━━ Data records

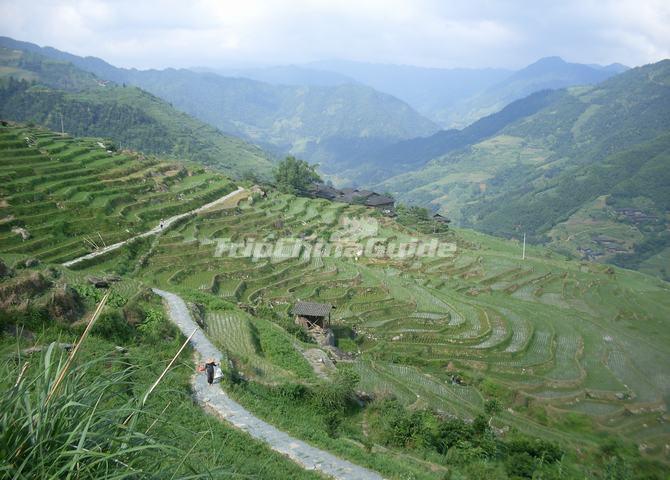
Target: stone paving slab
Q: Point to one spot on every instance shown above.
(157, 229)
(214, 398)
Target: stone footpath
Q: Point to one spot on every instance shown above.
(157, 229)
(213, 398)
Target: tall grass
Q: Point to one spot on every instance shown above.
(78, 432)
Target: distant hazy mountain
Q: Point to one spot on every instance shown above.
(432, 91)
(368, 167)
(318, 123)
(586, 172)
(34, 88)
(546, 73)
(455, 98)
(286, 75)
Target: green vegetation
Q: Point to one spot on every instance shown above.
(64, 197)
(576, 174)
(476, 364)
(83, 431)
(323, 124)
(293, 175)
(544, 347)
(131, 117)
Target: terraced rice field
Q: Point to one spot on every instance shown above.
(62, 197)
(554, 340)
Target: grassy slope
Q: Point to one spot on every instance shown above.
(205, 445)
(318, 123)
(576, 352)
(128, 115)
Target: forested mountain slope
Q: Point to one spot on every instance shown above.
(318, 123)
(469, 361)
(593, 156)
(546, 73)
(41, 90)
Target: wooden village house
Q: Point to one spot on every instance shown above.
(311, 315)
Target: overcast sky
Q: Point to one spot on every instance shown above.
(438, 33)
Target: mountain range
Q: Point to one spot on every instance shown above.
(584, 169)
(548, 164)
(55, 93)
(319, 123)
(451, 97)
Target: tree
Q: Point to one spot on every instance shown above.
(293, 175)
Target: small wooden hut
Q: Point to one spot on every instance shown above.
(310, 314)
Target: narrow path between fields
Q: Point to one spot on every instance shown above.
(157, 229)
(215, 399)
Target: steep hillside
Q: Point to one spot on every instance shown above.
(542, 360)
(365, 167)
(457, 97)
(63, 197)
(546, 73)
(130, 116)
(318, 123)
(432, 91)
(609, 141)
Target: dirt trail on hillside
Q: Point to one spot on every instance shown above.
(214, 399)
(240, 192)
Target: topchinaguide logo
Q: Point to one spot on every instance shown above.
(354, 238)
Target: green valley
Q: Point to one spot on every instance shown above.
(471, 364)
(586, 173)
(323, 124)
(44, 91)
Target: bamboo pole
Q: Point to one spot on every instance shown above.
(74, 351)
(160, 377)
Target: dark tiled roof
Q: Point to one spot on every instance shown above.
(311, 309)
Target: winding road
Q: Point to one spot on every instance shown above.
(215, 399)
(157, 229)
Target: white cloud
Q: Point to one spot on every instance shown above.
(446, 33)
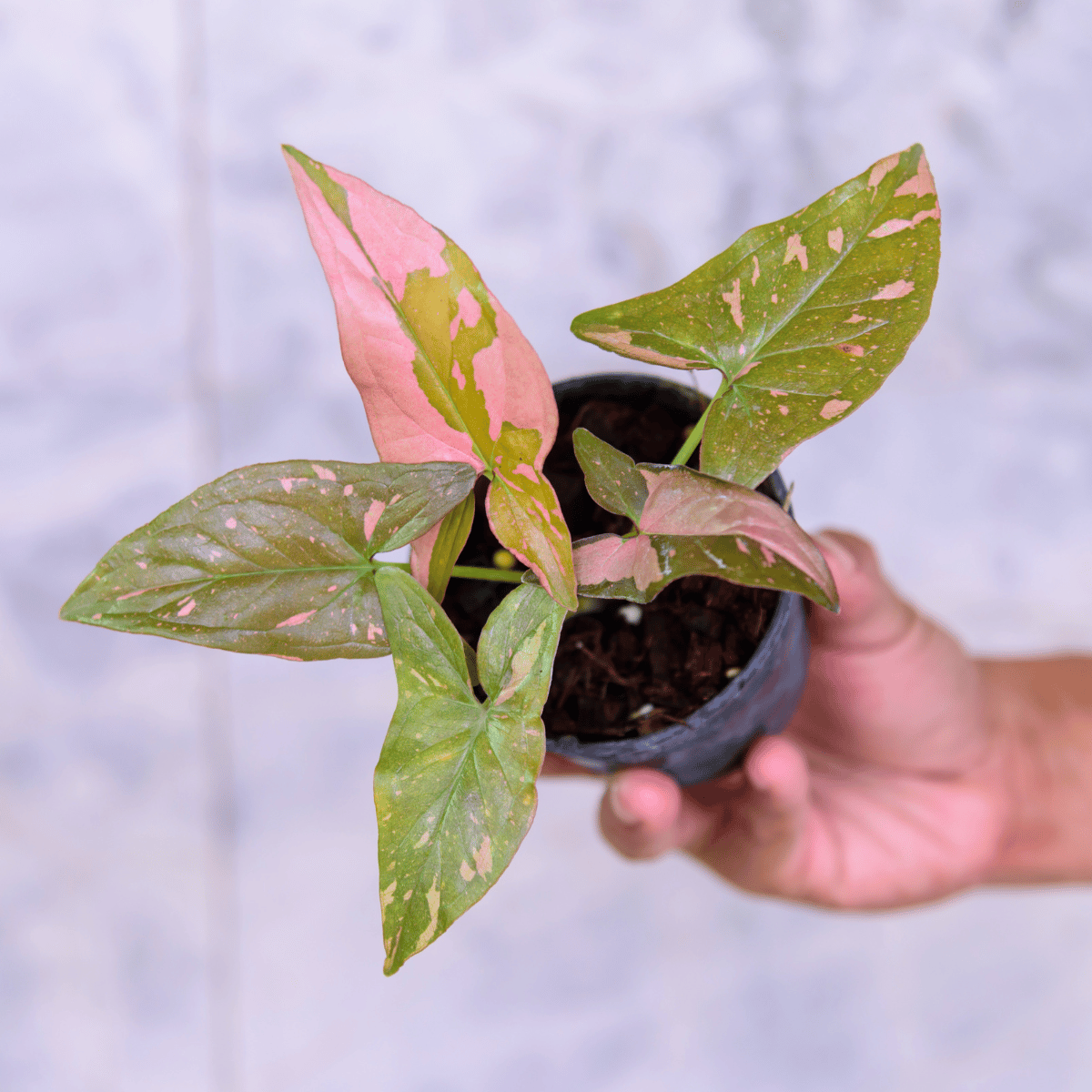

━━━━

• **What the task requires**:
Using the data above, report how many lines include the string "slope" and add nothing to the number.

• **Result of the task**:
2